## TASKS FOR THIS EXERCISE
(a) In the theater review, between what times does the action of Beginning take place?
(b) Continue the theater review from where it stops.

The Prime Minister recently gave Tracey Crouch ministerial responsibility for dealing with social isolation. Perhaps the flagship initiative should be coach trips of the lonely – with post-show drinks to compare notes – to two tremendous plays that address sympathetically our desperation for connection, though with contrasting tactics of realism and surrealism.
Beginning (runs until 24 March) opens with an image so naturalistic it could have been drunkenly posted on Instagram. Laura and Danny are the last two more or less standing after a Saturday night flat-warming that has stretched into next morning – between 2.50am and 4.30am, to be precise, the action measured in real time on a kitchen clock. Danny’s shirt bears a stain that looks like blood or claret but proves to be a different substance with comforting associations.
It’s Laura’s flat; Danny keeps meaning to call a cab. But they go on drinking, as blurting becomes flirting, and old hurts and new hopes are exposed. The will-they-won’t-they romance is familiar, but digital dating gives David Eldridge’s a fresh edge. Conversation often consists of the couple quoting past contributions to Twitter and Facebook. “I wish I’d met you online,” Danny says, tellingly. “It would have been easier.”
By coincidence, a superlative revival of Harold Pinter’s The Birthday Party opened the previous week at the London theatre named after the dramatist, and it’s clear in Beginning how much Eldridge has learned from Pinter, especially the way in which small talk can reveal or conceal large truths. Pinter also taught us to be sceptical about what characters say, and in Beginning hangs the possibility that Laura and Danny may have tailored aspects of their anecdotes to their goals for the evening.

## ENTRIES PROVIDED

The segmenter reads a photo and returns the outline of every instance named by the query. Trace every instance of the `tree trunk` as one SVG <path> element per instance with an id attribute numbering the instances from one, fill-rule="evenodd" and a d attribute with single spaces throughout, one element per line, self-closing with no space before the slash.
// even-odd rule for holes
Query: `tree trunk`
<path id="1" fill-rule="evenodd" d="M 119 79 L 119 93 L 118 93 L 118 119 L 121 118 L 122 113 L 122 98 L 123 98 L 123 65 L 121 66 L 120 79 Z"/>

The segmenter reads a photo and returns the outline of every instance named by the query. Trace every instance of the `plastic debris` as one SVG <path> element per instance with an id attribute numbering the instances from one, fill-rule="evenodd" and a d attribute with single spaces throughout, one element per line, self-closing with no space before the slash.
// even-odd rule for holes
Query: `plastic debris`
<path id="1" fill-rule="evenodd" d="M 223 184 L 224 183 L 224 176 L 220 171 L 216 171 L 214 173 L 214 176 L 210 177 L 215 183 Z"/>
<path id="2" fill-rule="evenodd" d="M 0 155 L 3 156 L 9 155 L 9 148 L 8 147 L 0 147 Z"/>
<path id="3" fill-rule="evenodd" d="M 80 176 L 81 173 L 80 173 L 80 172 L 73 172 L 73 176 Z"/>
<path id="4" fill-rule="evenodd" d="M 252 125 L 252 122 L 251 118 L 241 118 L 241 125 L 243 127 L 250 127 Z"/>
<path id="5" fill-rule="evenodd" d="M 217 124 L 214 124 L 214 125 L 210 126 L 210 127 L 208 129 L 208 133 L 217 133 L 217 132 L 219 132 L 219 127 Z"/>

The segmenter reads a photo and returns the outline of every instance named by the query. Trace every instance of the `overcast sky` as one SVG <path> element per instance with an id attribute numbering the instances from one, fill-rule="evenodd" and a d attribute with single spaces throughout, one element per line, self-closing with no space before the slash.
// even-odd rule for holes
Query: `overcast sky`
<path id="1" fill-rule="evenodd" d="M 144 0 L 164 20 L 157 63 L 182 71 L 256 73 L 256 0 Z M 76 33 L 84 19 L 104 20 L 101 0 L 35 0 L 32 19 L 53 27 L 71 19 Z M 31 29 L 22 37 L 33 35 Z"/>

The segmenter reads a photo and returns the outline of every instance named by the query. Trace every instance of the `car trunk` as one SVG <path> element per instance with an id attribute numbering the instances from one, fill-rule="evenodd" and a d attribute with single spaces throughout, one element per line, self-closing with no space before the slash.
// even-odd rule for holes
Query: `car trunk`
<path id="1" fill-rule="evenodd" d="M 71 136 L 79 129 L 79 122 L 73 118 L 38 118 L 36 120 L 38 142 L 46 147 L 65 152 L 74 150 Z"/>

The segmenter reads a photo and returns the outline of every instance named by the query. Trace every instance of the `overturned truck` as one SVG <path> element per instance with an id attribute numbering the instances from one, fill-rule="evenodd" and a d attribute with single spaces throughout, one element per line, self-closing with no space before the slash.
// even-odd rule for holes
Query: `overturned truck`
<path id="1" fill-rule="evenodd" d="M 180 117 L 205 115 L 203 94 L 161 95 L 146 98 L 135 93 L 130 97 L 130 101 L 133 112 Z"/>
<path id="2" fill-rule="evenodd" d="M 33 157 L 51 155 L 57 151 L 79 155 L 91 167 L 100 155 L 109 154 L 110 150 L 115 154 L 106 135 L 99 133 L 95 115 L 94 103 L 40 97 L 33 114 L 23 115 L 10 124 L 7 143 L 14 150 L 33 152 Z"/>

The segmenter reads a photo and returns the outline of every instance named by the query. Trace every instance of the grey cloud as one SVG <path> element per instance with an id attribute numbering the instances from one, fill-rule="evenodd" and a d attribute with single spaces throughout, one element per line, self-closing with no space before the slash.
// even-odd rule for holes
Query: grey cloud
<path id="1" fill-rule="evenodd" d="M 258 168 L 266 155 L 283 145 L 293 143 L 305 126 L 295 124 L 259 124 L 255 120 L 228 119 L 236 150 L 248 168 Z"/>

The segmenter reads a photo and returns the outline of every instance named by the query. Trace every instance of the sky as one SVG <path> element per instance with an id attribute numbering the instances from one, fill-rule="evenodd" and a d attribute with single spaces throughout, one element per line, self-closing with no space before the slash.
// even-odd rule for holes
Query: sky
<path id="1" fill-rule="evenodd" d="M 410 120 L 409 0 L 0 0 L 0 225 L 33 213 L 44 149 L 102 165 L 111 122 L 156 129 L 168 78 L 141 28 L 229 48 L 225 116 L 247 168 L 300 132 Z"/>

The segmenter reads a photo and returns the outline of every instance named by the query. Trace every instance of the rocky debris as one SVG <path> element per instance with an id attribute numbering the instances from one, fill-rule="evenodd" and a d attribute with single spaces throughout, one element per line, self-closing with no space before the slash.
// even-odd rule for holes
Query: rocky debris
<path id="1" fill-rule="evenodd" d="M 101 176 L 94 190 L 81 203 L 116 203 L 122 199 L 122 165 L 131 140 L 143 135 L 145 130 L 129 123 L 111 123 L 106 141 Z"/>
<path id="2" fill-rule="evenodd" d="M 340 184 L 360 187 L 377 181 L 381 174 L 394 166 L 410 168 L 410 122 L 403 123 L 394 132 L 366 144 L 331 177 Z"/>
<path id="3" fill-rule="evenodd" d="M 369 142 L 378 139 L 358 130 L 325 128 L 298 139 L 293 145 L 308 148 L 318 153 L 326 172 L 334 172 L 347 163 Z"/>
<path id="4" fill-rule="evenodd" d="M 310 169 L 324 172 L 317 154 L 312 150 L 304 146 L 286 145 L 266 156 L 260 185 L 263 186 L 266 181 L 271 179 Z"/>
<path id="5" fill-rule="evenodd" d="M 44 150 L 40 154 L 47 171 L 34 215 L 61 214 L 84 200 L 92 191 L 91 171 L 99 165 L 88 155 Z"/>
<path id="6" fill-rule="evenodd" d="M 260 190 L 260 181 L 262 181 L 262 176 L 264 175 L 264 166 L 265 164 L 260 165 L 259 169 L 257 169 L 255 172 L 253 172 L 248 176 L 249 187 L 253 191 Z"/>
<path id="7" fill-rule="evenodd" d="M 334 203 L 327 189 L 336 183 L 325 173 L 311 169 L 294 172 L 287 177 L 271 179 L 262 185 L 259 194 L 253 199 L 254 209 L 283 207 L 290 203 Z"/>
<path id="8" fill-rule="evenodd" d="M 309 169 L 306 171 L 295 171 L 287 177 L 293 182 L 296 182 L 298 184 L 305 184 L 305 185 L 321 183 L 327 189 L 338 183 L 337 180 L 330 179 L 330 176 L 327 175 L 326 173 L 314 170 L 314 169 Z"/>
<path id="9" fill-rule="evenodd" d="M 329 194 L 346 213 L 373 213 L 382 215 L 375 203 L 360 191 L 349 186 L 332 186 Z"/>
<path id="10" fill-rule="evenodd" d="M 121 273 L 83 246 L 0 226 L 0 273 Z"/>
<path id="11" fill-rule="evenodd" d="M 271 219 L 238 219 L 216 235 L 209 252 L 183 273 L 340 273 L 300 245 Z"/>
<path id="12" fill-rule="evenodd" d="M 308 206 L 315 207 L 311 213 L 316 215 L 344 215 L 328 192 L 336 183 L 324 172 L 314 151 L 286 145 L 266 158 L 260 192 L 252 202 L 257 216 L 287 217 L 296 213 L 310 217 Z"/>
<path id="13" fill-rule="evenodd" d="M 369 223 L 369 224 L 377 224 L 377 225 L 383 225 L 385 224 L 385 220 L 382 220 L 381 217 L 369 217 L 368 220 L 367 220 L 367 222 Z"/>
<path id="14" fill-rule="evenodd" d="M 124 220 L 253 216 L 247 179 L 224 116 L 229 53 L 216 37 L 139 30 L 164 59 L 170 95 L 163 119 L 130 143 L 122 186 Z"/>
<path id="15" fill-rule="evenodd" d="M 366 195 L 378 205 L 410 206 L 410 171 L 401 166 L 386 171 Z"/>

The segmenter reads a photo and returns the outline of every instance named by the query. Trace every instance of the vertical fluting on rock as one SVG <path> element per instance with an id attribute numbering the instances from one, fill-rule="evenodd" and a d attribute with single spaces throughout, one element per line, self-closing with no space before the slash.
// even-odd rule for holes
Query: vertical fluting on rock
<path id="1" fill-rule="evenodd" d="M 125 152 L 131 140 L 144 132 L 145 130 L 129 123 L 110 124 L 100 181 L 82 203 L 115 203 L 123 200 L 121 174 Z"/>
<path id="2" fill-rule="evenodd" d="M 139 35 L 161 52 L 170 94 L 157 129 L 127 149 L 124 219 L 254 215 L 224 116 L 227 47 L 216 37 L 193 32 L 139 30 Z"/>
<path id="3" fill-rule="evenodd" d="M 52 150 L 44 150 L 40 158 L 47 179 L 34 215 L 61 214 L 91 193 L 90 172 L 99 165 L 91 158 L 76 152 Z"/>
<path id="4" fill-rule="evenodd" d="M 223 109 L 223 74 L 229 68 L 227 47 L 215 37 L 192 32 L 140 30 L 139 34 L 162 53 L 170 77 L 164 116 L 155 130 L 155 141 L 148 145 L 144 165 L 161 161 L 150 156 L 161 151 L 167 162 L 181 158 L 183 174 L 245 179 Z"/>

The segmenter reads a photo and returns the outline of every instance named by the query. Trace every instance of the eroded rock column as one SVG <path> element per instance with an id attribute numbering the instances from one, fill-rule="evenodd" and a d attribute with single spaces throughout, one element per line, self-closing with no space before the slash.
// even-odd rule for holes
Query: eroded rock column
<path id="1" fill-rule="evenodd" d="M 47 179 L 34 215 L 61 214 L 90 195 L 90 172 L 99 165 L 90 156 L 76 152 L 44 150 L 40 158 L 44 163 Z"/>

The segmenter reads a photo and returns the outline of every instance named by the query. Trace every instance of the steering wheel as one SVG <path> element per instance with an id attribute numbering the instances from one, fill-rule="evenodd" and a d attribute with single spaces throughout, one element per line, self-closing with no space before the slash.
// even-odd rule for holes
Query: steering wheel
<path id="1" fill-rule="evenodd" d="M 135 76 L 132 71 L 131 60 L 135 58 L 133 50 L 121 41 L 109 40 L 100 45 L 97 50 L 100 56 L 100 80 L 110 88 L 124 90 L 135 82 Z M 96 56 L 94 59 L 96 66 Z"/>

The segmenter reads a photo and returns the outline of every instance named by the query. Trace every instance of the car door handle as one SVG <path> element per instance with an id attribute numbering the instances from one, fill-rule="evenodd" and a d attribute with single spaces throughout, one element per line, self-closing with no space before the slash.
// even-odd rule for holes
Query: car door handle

## EXPECTED RESULTS
(a) Between 2.50am and 4.30am.

(b)
Sustaining a single dialogue for 100 minutes is tough, but Eldridge perfectly times the release of detail and director Polly Findlay paces the exchanges impeccably. Justine Mitchell’s Laura radiates sexy self-esteem, while Sam Troughton’s Danny projects crumpled defeat, but the scales rebalance as they speak. Couples leaving the theatre were arguing over whether Eldridge is finally kinder to the guy, but good plays don’t wear their meaning like a lapel badge.
Beginning earned its West End transfer through acclaim at the National’s Dorfman auditorium, which is now hosting an American import, Annie Baker’s John (runs until 3 March). This is another play about disconnected people, in which each individual section plays out in real time on a clock. But the fact that the hands are moved forward between the nine scenes by the main character – who also opens and closes red velvet curtains at the start and end of the three acts – announces an approach far from iPhone photorealism.
The set might be an installation in a surrealist exhibition: in what seems to be a living room stand three caricature-Parisian café tables, although the walls more suggest a museum of childhood, crammed with dolls, trolls and other bric-a-brac, including an illuminated jukebox that, unusually, plays Bach and Offenbach.
The date, unexpectedly, is the present. This antique milieu is a Pennsylvania B&B, handy for the Gettysburg battle sites. A young couple, Elias and Jenny, have come to tour the haunted fields but become more involved in a personal civil war. Health teas and unnerving bursts of mysticism are dispensed by proprietress Mertis, a hunched eccentric portrayed indelibly by Marylouise Burke. Mertis has a blind friend, Genevieve, whom we occasionally see – once as a brilliantly executed shock – but she also mentions many unseen people who, in a post-Pinter way, may have questionable provenance.
In The Flick, Baker’s 2016 National Theatre play about a failing cinema, the characters sometimes left the audience alone, a practice as professionally counter-intuitive as babysitters nipping out to a nightclub. During one key sequence, the whole cast was offstage while we watched the set.
In John, this hyperrealism – rooms, after all, spend much of their time empty – is taken even further. At one point, the audience is deliberately confused over whether the play has stopped; many patrons, exiting the auditorium, had to scramble back for the pay-off.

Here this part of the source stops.